■ Problem to solve ■
Please report every line in the material below where the word "cornice" is found.

■ Records for this exercise ■

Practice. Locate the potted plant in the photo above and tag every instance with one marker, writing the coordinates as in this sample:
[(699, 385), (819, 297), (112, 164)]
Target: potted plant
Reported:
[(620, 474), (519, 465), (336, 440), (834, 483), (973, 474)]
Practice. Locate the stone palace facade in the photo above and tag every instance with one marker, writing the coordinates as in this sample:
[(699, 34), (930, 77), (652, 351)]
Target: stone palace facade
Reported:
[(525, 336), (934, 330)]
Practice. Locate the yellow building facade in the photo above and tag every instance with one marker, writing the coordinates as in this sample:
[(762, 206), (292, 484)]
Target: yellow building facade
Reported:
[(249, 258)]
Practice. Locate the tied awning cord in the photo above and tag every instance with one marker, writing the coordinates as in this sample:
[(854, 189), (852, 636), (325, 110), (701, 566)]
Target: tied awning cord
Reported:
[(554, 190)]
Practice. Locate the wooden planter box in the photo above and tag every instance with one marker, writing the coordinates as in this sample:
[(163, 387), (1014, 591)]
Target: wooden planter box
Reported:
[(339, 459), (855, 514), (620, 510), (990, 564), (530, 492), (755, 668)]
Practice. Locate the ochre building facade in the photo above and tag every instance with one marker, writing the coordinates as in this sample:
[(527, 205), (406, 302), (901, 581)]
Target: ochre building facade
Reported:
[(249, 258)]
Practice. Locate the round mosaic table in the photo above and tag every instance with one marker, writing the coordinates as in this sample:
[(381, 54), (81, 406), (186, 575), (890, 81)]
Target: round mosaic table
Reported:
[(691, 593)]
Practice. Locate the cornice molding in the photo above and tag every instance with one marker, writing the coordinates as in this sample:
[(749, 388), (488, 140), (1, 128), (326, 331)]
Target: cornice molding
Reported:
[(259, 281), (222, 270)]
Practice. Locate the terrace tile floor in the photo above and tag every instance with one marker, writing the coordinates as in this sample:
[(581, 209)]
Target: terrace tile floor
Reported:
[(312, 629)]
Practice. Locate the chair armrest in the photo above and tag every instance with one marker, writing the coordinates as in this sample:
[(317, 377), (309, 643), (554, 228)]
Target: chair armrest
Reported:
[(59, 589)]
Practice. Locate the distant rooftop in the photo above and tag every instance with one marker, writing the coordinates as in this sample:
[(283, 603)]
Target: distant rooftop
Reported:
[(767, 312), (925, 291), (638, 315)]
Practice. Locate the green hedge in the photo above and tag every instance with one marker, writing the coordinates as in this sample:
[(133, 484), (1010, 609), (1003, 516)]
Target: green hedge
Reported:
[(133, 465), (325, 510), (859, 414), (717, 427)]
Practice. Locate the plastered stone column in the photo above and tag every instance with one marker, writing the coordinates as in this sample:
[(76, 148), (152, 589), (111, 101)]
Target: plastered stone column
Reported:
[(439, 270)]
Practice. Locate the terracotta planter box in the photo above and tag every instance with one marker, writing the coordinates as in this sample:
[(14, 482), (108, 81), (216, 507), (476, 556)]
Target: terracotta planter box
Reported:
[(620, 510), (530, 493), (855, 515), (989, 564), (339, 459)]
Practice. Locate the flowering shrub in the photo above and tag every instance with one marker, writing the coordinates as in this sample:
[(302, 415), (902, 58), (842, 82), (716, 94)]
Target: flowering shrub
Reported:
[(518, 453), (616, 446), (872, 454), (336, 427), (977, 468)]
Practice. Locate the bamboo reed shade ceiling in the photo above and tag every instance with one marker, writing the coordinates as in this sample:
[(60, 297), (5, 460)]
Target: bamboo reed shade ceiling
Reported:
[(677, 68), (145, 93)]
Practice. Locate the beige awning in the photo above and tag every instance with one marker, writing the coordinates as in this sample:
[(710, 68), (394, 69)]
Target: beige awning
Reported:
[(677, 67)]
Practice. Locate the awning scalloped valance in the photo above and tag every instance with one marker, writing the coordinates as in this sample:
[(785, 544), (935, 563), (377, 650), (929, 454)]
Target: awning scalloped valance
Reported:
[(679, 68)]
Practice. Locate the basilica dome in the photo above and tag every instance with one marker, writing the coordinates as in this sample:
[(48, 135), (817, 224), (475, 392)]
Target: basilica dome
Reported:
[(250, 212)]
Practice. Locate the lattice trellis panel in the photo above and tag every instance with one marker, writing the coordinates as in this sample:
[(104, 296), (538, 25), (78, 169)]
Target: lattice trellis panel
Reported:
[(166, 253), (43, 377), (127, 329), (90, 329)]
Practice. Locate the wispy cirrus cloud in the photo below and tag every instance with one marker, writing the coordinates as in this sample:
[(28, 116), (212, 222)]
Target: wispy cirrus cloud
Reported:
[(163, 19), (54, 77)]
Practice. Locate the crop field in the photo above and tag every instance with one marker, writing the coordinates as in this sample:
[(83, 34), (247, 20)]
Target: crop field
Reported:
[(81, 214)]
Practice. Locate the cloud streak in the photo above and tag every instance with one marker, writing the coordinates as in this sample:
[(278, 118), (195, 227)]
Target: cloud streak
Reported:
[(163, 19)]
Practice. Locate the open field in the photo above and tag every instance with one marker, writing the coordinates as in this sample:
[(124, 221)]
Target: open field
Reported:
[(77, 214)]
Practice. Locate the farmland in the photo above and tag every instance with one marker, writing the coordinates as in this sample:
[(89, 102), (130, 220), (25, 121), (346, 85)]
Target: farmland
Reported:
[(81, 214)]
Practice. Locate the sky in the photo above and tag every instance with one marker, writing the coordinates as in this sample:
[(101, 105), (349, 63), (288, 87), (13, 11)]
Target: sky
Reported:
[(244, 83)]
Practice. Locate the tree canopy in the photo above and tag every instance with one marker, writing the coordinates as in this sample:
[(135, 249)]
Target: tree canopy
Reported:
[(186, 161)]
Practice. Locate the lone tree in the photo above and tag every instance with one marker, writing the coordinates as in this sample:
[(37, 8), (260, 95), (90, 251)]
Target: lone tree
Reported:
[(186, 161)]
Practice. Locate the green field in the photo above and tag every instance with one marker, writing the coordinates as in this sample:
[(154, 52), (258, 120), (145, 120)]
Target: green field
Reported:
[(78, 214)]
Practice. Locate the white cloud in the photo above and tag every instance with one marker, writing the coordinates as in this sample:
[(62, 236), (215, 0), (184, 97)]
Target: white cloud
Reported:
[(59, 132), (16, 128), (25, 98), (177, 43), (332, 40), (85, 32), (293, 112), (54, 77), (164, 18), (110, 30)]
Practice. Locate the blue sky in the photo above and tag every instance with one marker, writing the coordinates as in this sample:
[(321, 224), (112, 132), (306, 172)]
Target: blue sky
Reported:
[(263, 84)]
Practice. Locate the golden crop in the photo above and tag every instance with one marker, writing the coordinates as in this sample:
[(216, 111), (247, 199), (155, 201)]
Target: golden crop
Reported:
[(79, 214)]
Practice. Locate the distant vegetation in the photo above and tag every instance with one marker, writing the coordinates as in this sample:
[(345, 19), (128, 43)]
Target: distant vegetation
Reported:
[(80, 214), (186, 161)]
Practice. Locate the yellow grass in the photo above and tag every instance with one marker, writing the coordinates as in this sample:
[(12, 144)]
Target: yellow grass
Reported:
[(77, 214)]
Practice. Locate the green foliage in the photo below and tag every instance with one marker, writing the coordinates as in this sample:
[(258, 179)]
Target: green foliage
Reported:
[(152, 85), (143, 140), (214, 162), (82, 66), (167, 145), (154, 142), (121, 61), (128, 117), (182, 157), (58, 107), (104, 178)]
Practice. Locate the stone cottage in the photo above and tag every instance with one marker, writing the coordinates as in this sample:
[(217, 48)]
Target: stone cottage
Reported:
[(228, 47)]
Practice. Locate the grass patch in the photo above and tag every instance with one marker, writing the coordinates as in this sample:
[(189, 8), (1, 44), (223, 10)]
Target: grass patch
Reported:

■ Solution for this task ■
Practice. Locate the cornice molding in the photo above and tag every instance with one marker, writing the coordinates as in this sample:
Target: cornice molding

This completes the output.